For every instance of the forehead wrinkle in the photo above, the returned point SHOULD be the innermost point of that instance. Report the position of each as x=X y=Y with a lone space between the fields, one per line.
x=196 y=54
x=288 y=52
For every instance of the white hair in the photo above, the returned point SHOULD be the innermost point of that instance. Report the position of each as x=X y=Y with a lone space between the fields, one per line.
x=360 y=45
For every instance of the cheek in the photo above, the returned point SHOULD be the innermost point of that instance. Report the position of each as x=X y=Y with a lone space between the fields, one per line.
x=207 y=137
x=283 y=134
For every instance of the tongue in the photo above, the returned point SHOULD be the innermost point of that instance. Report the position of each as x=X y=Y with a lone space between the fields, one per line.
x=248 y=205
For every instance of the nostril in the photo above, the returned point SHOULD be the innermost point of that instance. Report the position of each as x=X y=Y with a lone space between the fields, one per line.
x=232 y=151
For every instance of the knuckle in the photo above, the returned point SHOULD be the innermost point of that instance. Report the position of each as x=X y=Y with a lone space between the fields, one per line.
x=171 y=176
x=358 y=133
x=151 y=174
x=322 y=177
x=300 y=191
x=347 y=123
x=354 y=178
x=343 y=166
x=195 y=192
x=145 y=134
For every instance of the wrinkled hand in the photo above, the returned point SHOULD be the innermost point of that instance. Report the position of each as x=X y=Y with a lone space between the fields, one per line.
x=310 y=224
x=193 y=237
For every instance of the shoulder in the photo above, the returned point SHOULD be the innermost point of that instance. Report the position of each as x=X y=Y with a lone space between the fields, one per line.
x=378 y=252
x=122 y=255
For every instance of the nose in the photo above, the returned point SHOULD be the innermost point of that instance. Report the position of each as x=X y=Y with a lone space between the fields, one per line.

* _Brief_:
Reproduce all of the rows above verbatim, in their original order, one row per line.

* _Written response_:
For every instance of the forehead wrinkle in the photo above, the returned point SHOULD be the innermost point of that instance. Report the position of each as x=X y=Y with a lone space between the fields, one per line.
x=196 y=54
x=288 y=52
For every instance of the white hair in the photo above, the returned point SHOULD be the innermost point of that instance. Report the position of each as x=X y=Y with a lone space between the fields, one per line.
x=360 y=45
For every instance of the cheek in the photo above, the returned point SHOULD be the innermost point of that instance. Report the position of each as x=X y=Y with a lone space between the fields, one per line.
x=207 y=137
x=283 y=134
For every instance of the tongue in the photo above, the returned point SHOULD be the innermost point of that instance. Report the position of each as x=X y=Y with a lone space between the fields, one per line.
x=248 y=205
For every instance of the nostril in the photo above, the returned point SHOULD be the innermost point of that instance. Report the position of each as x=X y=Y with a lone space between the fields, one per line.
x=232 y=151
For every instance of the knuckle in the photo above, the returned point SHOULD be the innermost point of that instance. Report the position of each as x=X y=Y with a lone space between the fields, one per line.
x=171 y=176
x=358 y=133
x=151 y=174
x=322 y=177
x=300 y=191
x=347 y=123
x=354 y=178
x=343 y=166
x=195 y=192
x=145 y=134
For every instance of the wrinkled hand in the photo above, the returned point SHOULD be the innermost point of that instance. Report the position of each as x=X y=Y with a lone space between the fields, one per line.
x=310 y=224
x=193 y=237
For every instance of the shoulder in the photo above, the returned point SHOULD be the innermost point of that instance. Report the position of each as x=X y=Y with a lone space between the fields, one per line.
x=378 y=252
x=122 y=255
For every instance of the nose in the photo above, the returned point SHOULD be the innermost point of that instance. Report the position of each as x=X y=Y with a lone space between the fields, one per line.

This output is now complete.